* Kutipan Teks
********************

Julio Cesar (abu-abu) akankah kembali menjadi pahlawan Brazil melawan Kolombia
Estadeo Castelao, Fortaleza, Brazil
adalah tempat dunia menyorotkan perhatiannya pada pertarungan besar
saling bunuh antartim Latin di perempat final Piala Dunia Brazil 2014.
Adalah sang tuan rumah Brazil dengan sejuta pesona dan faktor nonteknis
yang menjadi bumbu kisah mereka yang akan mempertaruhkan segala asanya
melawan tim kejutan Kolombia. Wasit Spanyol Carlos Velasco akan
bertindak sebagai pengadil di laga ini.
Bicara soal Brazil, siapa yang tak
mengenal negeri ini menyangkut sepakbolanya. Mereka punya Pele,
Socrates, Zico, Romario, Bebeto, Ronaldo, Dunga, Denilson, Rivaldo,
Ronaldinho, Kaka, Robinho, Fabiano, dan deret bintang lainnya yang
bahkan membuat nama sebesar Jardel atau Elber tak jadi legenda saking
hebatnya talenta sepakbola negeri itu. Tanpa bertanding di negerinya
sendiri pun Brazil adalah sebuah kekuatan yang ditakuti lawan dan
dipuja-puji publik seantero dunia.
Soal pencapaian, jangan ditanya. Tim
Selecao adalah satu-satunya negara dengan lima bintang di emblem mereka
yang menandai pencapaian mereka di sepanjang sejarah piala dunia. Namun
selepas juara dengan mengalahkan Jerman di Korea Selatan-Jepang 2002
lalu, perempat final adalah pencapaian akhir Brazil di Jerman 2006 dan
Afrika Selatan 2010. Kekalahan 0-1 atas Prancis dan 1-2 atas Belanda
pada 2006 dan 2010 harus dijadikan cambuk bagi diri para punggawa Brazil
untuk memeroleh pencapaian lebih tinggi di rumah sendiri.

********************

* Tugas yang Dikerjakan
1. Sebutkan setiap penyelenggaraan Piala Dunia yang disebut dalam artikel tentang laga Brazil melawan Kolombia, lengkap dengan tuan rumah dan tahunnya.
2. Ulangi bagian artikel tentang laga Brazil melawan Kolombia yang dimulai dari "Adalah sang tuan" dan berakhir pada "publik seantero dunia.".

********************

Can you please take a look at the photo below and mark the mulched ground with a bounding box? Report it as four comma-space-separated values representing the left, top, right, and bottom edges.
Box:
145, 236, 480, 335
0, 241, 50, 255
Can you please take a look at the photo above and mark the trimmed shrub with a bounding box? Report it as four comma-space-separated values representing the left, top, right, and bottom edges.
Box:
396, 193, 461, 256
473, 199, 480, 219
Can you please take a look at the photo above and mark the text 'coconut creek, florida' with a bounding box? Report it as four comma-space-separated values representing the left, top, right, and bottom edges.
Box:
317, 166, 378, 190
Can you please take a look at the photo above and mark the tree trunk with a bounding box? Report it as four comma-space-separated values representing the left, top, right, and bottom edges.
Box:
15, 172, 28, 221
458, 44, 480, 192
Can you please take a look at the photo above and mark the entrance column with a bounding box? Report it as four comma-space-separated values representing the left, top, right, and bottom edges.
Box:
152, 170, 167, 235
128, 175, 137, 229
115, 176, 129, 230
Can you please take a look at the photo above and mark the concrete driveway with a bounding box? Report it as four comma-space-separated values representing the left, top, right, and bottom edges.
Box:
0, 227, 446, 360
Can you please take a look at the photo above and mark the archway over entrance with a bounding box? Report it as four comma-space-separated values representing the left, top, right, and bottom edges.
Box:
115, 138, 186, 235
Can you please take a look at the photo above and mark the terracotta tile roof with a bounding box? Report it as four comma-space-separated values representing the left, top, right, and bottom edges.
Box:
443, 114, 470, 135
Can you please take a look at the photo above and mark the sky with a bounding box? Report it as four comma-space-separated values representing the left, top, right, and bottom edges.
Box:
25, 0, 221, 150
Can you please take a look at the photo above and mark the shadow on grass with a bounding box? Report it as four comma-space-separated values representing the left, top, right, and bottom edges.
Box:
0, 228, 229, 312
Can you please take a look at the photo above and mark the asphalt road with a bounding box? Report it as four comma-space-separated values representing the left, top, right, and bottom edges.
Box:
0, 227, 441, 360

********************

* Daftar Jawaban
1. Brazil 2014, Korea Selatan-Jepang 2002, Jerman 2006, Afrika Selatan 2010

2.
Adalah sang tuan rumah Brazil dengan sejuta pesona dan faktor nonteknis
yang menjadi bumbu kisah mereka yang akan mempertaruhkan segala asanya
melawan tim kejutan Kolombia. Wasit Spanyol Carlos Velasco akan
bertindak sebagai pengadil di laga ini.
Bicara soal Brazil, siapa yang tak
mengenal negeri ini menyangkut sepakbolanya. Mereka punya Pele,
Socrates, Zico, Romario, Bebeto, Ronaldo, Dunga, Denilson, Rivaldo,
Ronaldinho, Kaka, Robinho, Fabiano, dan deret bintang lainnya yang
bahkan membuat nama sebesar Jardel atau Elber tak jadi legenda saking
hebatnya talenta sepakbola negeri itu. Tanpa bertanding di negerinya
sendiri pun Brazil adalah sebuah kekuatan yang ditakuti lawan dan
dipuja-puji publik seantero dunia.